PROBLEM DESCRIPTION >> Output the entries below so that they read exactly as they do now.

AVAILABLE DATA >>
§ §
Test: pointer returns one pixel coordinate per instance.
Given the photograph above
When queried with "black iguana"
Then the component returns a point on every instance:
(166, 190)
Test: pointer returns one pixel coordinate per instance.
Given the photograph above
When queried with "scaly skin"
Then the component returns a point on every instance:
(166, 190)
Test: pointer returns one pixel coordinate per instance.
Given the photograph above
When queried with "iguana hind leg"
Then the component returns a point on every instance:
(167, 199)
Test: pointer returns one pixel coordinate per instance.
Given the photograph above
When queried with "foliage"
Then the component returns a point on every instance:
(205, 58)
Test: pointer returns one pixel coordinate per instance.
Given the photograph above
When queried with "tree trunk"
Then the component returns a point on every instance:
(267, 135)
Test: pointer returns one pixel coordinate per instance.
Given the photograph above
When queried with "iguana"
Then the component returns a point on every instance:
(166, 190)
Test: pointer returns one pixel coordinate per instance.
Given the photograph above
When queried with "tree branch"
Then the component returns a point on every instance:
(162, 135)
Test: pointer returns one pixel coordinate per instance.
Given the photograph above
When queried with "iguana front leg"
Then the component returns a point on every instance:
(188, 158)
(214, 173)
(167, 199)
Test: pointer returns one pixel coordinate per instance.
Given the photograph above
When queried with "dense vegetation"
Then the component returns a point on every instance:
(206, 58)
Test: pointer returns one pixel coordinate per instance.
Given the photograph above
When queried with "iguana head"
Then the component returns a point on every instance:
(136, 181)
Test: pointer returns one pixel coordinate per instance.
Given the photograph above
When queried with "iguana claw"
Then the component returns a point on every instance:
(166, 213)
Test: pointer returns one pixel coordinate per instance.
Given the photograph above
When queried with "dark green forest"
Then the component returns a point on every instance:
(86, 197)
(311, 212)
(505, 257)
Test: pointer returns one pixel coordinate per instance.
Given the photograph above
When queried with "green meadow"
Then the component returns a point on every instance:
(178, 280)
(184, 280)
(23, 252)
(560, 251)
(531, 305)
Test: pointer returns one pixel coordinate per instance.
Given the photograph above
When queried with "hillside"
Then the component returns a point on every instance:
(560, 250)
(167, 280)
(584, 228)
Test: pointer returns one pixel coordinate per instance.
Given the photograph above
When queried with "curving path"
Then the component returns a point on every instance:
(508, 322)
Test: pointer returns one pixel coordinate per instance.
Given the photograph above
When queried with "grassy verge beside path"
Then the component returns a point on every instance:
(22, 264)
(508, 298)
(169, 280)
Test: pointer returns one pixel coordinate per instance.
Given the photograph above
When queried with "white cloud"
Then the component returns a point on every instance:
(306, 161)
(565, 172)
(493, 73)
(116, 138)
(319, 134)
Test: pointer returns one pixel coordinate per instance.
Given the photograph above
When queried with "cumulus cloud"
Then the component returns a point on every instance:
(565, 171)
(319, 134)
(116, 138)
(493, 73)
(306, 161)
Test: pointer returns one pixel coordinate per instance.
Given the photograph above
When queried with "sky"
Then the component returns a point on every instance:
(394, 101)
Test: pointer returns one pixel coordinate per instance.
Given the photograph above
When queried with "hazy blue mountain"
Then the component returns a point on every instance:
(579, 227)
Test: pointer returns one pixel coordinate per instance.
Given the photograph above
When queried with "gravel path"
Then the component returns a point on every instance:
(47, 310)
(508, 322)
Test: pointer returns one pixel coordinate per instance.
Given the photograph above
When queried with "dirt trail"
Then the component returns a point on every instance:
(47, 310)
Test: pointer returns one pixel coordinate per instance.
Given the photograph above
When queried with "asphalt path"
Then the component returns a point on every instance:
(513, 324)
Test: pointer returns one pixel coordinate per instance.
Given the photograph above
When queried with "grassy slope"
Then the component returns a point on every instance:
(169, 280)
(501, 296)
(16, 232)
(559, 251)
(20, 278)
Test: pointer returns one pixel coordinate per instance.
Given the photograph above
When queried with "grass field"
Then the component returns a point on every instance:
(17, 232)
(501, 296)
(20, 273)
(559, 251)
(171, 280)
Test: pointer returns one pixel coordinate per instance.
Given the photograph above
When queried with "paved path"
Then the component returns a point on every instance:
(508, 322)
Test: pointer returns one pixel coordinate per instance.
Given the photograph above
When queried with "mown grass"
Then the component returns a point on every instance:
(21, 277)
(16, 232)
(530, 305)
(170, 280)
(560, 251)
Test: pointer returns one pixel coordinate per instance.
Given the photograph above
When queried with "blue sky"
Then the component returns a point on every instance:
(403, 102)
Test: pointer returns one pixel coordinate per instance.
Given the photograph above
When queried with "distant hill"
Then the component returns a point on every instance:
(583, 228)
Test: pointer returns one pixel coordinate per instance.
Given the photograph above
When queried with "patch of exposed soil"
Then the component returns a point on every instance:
§ §
RESPONSE TO THIS TASK >>
Test: pointer returns one pixel coordinate per instance.
Given the photograph above
When queried with "black iguana"
Then the component returns a point on every instance:
(166, 190)
Test: pointer returns one pixel coordinate per instance.
Given the photograph above
When queried with "scaly skin"
Then the component returns a point on every instance:
(166, 190)
Test: pointer returns one pixel coordinate per instance.
Given the photograph above
When queried with "iguana hind leg"
Then the component returns a point on every instance:
(167, 199)
Test: pointer returns one pixel coordinate per instance.
Given the photograph above
When queried with "foliage"
Then the component returns a point on every instance:
(205, 58)
Test: pointer returns one pixel coordinate per instance.
Given the photograph above
When queried with "tree trunk"
Then the component returns a point on every instance:
(267, 135)
Test: pointer returns one pixel coordinate per instance.
Given the photograph above
When queried with "iguana"
Then the component returns a point on every instance:
(166, 190)
Test: pointer returns one pixel coordinate per instance.
Given the photograph above
When queried with "tree branch"
Then the component returns a point on every instance:
(162, 135)
Test: pointer returns one pixel coordinate per instance.
Given the photograph above
When queried with "iguana front leg"
Then the component returns a point on every instance:
(188, 158)
(214, 173)
(167, 199)
Test: pointer returns one pixel coordinate per instance.
Given the photograph above
When queried with "dense vegetation"
Then the component returns a point on every instance:
(206, 58)
Test: pointer returns one pixel coordinate per instance.
Given the photograph above
When queried with "iguana head"
Then the component returns a point on every instance:
(136, 181)
Test: pointer returns one pixel coordinate per instance.
Given the photograph above
When queried with "iguana claw"
Then the component returns a point on every instance:
(166, 213)
Test: pointer returns one pixel coordinate per instance.
Given the photograph above
When queried with "dark green forest"
Then the component returns a point on every instance:
(86, 197)
(311, 212)
(505, 257)
Test: pointer returns one pixel coordinate per instance.
Given the photograph above
When queried with "green meadow"
Then the component returns a point on every instance:
(178, 280)
(184, 280)
(23, 252)
(560, 251)
(531, 305)
Test: pointer returns one pixel coordinate per instance.
Given the photograph above
When queried with "hillside"
Then the component returns a point on every instance:
(560, 250)
(167, 280)
(584, 228)
Test: pointer returns one pixel coordinate per instance.
Given the photograph above
When queried with "curving path"
Then the component returns a point on every instance:
(508, 322)
Test: pointer returns one pixel coordinate per instance.
Given the photograph above
When queried with "grassy verge beside path"
Then the component returns a point on every instance:
(22, 264)
(508, 298)
(169, 280)
Test: pointer returns one pixel coordinate per instance.
Given the photograph above
When queried with "white cloud"
Then the component returns a point on every instance:
(306, 161)
(565, 172)
(493, 73)
(116, 138)
(319, 134)
Test: pointer returns one pixel coordinate per instance.
Given the photograph above
When queried with "cumulus cloud"
Then the component returns a point on every instance:
(565, 171)
(319, 134)
(116, 138)
(493, 73)
(306, 161)
Test: pointer returns one pixel coordinate per instance.
Given the photograph above
When queried with "sky"
Then the component returns a point on every instance:
(394, 101)
Test: pointer returns one pixel coordinate per instance.
Given the photograph above
When queried with "hazy blue mountain"
Then the component returns a point on every instance:
(579, 227)
Test: pointer returns one pixel coordinate per instance.
Given the photograph above
When queried with "gravel path"
Then the component returns a point on every instance:
(47, 310)
(508, 322)
Test: pointer returns one pixel coordinate per instance.
Given the photograph above
When queried with "dirt trail"
Then the component returns a point on every instance:
(47, 310)
Test: pointer returns one pixel coordinate per instance.
Given the photograph above
When queried with "asphalt path"
Then the component returns a point on every instance:
(513, 324)
Test: pointer returns one pixel coordinate per instance.
Given the photograph above
When queried with "grassy slope"
Then the component returns a point on every instance:
(169, 280)
(501, 296)
(16, 232)
(559, 251)
(20, 278)
Test: pointer returns one pixel coordinate per instance.
Given the photograph above
When queried with "grass field"
Then the component returns a point on every instance:
(17, 232)
(501, 296)
(20, 273)
(559, 251)
(171, 280)
Test: pointer returns one pixel coordinate per instance.
Given the photograph above
When queried with "paved path"
Then the component returns a point on every instance:
(508, 322)
Test: pointer returns one pixel coordinate per instance.
Given the photograph above
When queried with "mown grass"
Then the component returns a point on every instance:
(21, 277)
(16, 232)
(530, 305)
(170, 280)
(560, 251)
Test: pointer returns one pixel coordinate per instance.
Given the photograph above
When queried with "blue sky"
Then the component returns a point on every instance:
(403, 102)
Test: pointer returns one pixel coordinate per instance.
Given the photograph above
When queried with "distant hill"
Then the component returns a point on every instance:
(583, 228)
Test: pointer returns one pixel coordinate per instance.
Given the photograph above
When queried with "patch of exposed soil"
Then the component returns a point on every instance:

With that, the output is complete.